═════ EXCERPTED TEXT ═════

Tony Joseph Pallivathukal (often credited as Tony Joseph) is an Indian music director, music producer and publisher, sound engineer and singer. He has composed music for Malayalam films, advertising films and television commercial jingles in different languages.

He started his music career assisting music director Manikanth Kadri in Chennai. As a sound engineer, he has collaborated with several music directors in the South Indian Music Industry. He made his debut as a film score composer in 2018 with the movie Mohanlal, directed by Sajid Yahiya and starring Manju Warrier and Indrajith Sukumaran.

== Early life ==
Tony Joseph was born in Kottayam. He studied at Kristu Jyothi School & Good Shepherd School. He started learning carnatic music at the age of five, though he could learn only for few years. He then learned drums because of his interest in rhythm. Having done his graduation in Civil Engineering from the Rajiv Gandhi Institute of Technology, Kottayam, he was active in college union activities and college music band.

═════ LISTED ENTRIES ═════

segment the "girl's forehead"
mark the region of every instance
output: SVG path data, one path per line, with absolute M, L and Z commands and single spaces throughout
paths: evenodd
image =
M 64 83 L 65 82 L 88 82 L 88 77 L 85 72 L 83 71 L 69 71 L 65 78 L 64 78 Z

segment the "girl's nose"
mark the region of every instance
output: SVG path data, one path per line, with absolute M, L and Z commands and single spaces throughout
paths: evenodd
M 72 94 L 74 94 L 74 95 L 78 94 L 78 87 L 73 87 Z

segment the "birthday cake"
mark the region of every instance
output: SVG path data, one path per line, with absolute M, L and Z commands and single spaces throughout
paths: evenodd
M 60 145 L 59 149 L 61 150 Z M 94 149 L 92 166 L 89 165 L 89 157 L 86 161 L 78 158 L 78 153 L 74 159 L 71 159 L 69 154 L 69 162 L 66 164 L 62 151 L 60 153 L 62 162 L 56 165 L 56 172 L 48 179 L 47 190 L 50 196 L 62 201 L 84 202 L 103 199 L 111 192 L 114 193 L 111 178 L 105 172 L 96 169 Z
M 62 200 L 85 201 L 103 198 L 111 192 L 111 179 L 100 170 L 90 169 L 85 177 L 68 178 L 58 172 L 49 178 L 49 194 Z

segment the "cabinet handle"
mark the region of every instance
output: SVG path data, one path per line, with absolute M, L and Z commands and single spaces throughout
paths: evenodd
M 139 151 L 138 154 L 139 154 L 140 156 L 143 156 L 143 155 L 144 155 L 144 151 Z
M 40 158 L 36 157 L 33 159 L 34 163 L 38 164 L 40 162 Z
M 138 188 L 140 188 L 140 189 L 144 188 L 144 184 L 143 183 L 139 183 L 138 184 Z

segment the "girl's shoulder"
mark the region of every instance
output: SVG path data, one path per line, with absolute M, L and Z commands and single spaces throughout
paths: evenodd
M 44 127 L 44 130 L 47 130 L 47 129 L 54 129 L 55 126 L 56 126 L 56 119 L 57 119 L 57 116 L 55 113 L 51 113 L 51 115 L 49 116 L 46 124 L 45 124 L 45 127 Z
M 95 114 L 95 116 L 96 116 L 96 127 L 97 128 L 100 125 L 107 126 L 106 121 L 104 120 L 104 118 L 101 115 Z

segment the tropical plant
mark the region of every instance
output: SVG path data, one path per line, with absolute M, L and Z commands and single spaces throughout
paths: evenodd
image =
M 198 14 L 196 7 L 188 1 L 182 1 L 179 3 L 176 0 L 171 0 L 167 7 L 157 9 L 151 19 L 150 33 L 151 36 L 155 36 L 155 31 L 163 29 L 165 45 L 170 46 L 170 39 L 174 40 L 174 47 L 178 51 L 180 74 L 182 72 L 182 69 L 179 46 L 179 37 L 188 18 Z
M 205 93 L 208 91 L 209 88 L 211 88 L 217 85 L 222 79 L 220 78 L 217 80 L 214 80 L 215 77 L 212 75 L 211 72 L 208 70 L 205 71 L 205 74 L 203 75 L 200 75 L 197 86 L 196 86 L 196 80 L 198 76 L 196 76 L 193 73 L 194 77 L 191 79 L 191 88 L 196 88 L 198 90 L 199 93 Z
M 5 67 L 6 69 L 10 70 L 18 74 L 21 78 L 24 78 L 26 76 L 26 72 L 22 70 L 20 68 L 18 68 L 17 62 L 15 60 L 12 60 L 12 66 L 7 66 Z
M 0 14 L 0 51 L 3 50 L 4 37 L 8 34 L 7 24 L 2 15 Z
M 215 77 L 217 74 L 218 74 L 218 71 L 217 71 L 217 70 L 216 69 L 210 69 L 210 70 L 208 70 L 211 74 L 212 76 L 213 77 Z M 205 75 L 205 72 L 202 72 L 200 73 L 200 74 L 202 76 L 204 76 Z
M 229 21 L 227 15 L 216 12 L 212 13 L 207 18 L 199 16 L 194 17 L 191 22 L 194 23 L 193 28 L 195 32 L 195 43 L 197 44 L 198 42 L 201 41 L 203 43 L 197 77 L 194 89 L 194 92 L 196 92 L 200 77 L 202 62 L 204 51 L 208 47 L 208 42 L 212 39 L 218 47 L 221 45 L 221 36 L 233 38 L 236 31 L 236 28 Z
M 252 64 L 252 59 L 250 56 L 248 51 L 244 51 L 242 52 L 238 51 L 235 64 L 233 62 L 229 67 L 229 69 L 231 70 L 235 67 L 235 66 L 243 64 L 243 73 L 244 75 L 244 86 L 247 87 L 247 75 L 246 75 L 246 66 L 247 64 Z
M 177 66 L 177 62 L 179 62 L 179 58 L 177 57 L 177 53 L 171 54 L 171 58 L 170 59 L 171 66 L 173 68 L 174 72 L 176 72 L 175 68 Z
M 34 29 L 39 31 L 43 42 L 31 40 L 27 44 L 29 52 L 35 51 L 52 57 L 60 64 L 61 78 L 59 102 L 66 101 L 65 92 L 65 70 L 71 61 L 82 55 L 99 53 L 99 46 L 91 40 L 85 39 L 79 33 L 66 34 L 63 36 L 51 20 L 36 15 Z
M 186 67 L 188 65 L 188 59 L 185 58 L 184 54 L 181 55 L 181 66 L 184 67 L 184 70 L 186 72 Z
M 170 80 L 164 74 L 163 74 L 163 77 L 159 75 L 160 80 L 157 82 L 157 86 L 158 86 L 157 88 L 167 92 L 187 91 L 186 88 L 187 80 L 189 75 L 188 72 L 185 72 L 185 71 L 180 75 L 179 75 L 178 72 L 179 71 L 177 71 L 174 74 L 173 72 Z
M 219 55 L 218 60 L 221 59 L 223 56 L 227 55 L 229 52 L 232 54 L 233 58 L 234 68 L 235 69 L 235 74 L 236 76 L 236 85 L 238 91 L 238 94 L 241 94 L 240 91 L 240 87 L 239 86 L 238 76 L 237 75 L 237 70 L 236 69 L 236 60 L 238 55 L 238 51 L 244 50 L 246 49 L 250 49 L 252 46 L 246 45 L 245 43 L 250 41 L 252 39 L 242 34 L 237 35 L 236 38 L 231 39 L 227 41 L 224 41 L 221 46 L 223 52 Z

═════

= TASKS FOR THIS EXERCISE =
[A] Answer these questions from the text about Tony Joseph:
(i) Which music director did he assist when he started his music career?
(ii) With which movie did he make his debut as a film score composer?
(iii) From which institute did he earn his graduation in Civil Engineering?
[B] Copy the text about Tony Joseph word for word, from "Tony Joseph Pallivathukal" up to and including "in different languages.".

= SOLUTIONS TO THE EXERCISE =
[A]
(i) Manikanth Kadri
(ii) Mohanlal
(iii) The Rajiv Gandhi Institute of Technology, Kottayam

[B]
Tony Joseph Pallivathukal (often credited as Tony Joseph) is an Indian music director, music producer and publisher, sound engineer and singer. He has composed music for Malayalam films, advertising films and television commercial jingles in different languages.